--- LISTED ENTRIES ---

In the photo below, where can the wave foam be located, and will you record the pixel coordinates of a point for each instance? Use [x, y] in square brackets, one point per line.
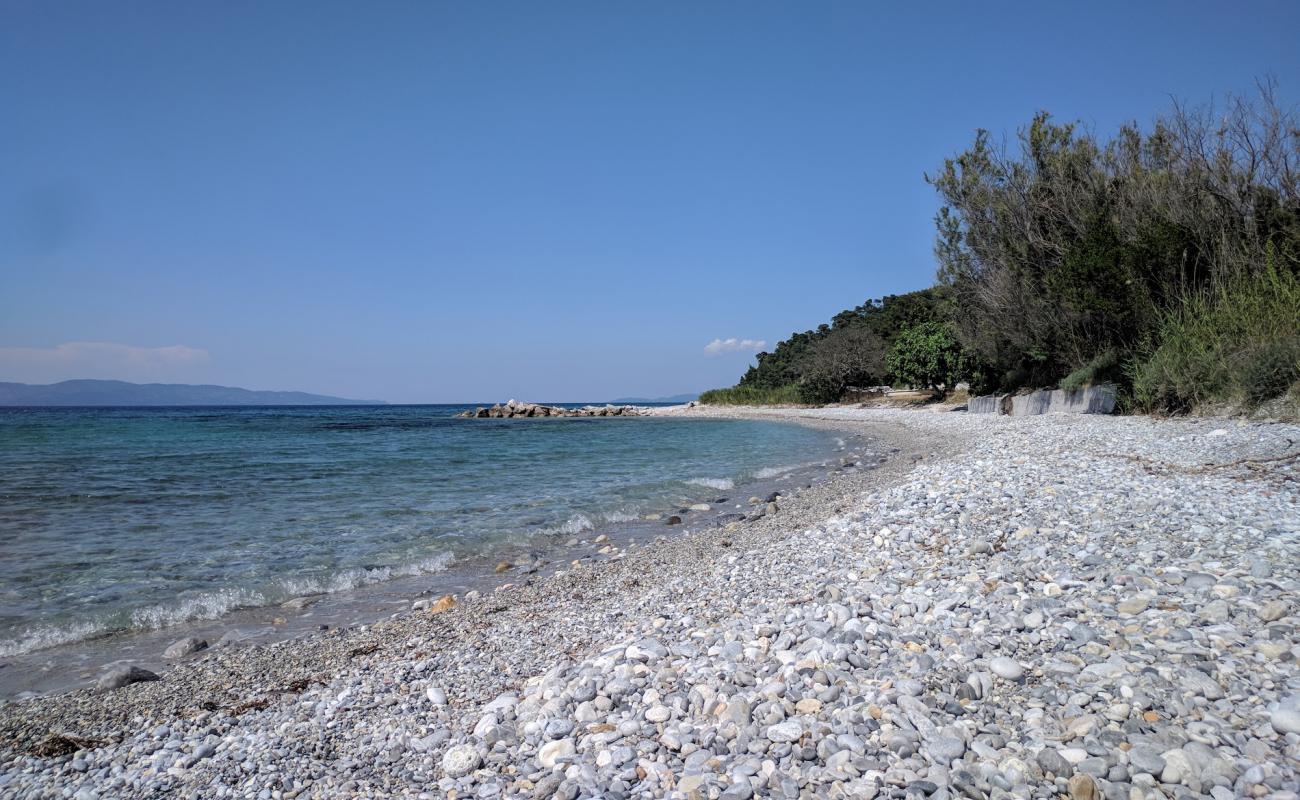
[713, 483]
[213, 605]
[576, 524]
[48, 636]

---

▶ _GOAL_
Retype every line of the rows above word for word, omitting the pictures.

▶ _THE OUTPUT_
In the photo below, where can the wave foam be located, and will you record the pixel coordinates of a point for each instance? Use [x, y] in square brackets, one point per line.
[713, 483]
[213, 605]
[576, 524]
[48, 636]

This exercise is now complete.